SOURCE TEXT.
Art Review | Biennale Jogja XV Equator: ‘Do we live in the same playground?’

Kathleen Ditzig, ArtReview, 2020年4月1日

Do we live in the same playground? is an acid-laced provocation. It stings of the resentment accumulated through years of systematic marginalisation. Indeed, focusing on Indonesia in particular and Southeast Asia more generally, its curators – Akiq AW, Arham Rahman and Penwadee Nophaket Manont – use this rhetorical question to foreground the underprivileged and the forgotten through the work of 52 artists from the region. But unlike other exhibitions that address Southeast Asia as a spatial periphery of an international artworld, this one posits that ‘Southeast Asia’ as a geopolitical construct creates, in and of itself, other peripheries that require attention. In this context, ‘the periphery’ is not a place as much as it is the communities that live within the category of ‘Southeast Asia’ but don’t benefit from that construction, while still suffering from the histories of neoliberalism out of which Southeast Asia, as a regional trade zone and geographic entity, was created. Do we live in the same playground? is neither your typical international nor regional biennale.

GIVEN INSTRUCTION.
Continue the review of Biennale Jogja XV above, starting right after its last sentence.

INFORMATION SUPPLIED.
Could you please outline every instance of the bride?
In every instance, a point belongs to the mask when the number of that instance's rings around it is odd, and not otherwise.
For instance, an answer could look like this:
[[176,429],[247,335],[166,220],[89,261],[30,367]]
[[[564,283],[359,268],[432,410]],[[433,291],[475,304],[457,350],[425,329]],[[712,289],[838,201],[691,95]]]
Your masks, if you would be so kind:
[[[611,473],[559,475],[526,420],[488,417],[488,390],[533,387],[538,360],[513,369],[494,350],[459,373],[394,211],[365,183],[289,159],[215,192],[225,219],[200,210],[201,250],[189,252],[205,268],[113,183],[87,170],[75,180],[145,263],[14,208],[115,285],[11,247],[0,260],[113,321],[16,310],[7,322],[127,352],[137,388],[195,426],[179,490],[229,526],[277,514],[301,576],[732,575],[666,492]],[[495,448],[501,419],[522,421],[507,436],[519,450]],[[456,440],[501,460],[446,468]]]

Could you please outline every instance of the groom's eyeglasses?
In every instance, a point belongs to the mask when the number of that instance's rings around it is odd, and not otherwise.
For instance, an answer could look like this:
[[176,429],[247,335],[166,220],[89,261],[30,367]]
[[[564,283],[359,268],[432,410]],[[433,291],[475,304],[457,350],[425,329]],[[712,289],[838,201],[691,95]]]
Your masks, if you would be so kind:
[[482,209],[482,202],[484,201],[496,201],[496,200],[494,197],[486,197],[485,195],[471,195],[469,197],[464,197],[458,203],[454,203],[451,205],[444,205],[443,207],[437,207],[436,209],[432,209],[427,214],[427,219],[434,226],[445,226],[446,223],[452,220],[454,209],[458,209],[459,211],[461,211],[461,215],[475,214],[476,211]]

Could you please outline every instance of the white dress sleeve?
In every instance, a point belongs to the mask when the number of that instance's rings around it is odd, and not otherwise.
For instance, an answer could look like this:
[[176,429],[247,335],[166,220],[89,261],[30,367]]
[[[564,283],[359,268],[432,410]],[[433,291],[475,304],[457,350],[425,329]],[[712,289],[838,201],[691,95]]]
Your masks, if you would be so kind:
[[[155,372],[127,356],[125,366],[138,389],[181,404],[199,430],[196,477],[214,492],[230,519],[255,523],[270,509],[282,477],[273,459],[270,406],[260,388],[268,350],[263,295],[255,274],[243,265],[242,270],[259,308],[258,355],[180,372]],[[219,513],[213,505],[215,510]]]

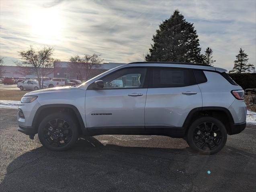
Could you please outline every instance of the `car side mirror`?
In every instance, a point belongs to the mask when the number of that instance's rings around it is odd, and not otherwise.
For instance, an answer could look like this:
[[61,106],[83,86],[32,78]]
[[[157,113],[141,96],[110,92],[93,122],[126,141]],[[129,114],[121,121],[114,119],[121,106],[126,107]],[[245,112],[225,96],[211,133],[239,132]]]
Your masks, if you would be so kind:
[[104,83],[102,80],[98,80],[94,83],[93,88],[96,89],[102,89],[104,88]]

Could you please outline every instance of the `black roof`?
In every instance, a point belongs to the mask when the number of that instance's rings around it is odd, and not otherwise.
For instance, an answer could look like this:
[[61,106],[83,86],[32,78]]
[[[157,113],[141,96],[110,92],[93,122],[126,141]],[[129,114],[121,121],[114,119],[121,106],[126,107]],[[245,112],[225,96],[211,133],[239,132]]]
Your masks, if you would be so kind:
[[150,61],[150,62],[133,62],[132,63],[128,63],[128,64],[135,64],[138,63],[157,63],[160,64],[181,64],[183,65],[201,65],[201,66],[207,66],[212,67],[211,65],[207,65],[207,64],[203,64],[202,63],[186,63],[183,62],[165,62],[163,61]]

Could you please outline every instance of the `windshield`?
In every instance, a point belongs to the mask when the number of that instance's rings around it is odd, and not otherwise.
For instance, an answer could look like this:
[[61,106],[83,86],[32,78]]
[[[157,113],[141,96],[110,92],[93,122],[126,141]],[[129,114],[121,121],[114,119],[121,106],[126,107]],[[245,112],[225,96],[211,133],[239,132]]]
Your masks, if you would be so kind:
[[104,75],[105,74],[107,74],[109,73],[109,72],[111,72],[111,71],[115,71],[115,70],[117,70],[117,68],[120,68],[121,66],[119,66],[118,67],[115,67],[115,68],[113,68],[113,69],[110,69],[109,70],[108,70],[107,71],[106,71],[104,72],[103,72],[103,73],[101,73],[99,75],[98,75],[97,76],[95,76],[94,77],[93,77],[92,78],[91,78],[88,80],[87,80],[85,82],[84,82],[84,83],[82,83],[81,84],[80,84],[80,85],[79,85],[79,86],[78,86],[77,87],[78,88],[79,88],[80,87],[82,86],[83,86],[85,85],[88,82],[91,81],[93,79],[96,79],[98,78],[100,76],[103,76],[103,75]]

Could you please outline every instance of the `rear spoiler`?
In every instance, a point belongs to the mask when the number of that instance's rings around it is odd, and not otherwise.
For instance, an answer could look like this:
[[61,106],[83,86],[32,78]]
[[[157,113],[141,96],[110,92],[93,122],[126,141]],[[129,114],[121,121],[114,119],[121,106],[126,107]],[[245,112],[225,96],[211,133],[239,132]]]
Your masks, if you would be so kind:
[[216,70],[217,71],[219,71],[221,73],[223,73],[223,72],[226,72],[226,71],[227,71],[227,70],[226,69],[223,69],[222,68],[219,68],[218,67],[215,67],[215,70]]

ANSWER FOR THE TASK.
Yet, it is a biennale in all the ways that make biennales important discursive spaces and curatorial platforms. Presented across three main locations including Taman Budaya and Jogja National Museum, the exhibition privileges artworks that highlight lesser-known subjectivities as well as practices that are informed by long-term engagements with communities and lived experiences from the region. Bali-born Citra Sasmita’s Timur Merah Project: The Embrace of My Motherland (2019), for example, is an installation comprising suspended spice bags, text written in turmeric on the floor and scrolls that recall Kamasan paintings – a waning tradition of Balinese painting that illustrates canonical Javanese narratives such as the stories of Panji Malat, or the Indian epics of the Mahabharata and the Ramayana. Citra herself learned the form through meeting Mangku Murray, a Kamasan painter in Bali. Her installation reimagines the kakawin (a formal Javanese court literature fusing Hindu mythology and accounts of contemporary court life), originally written by male authors and articulating patriarchal rule, by shifting the attention to women as active protagonists in these stories.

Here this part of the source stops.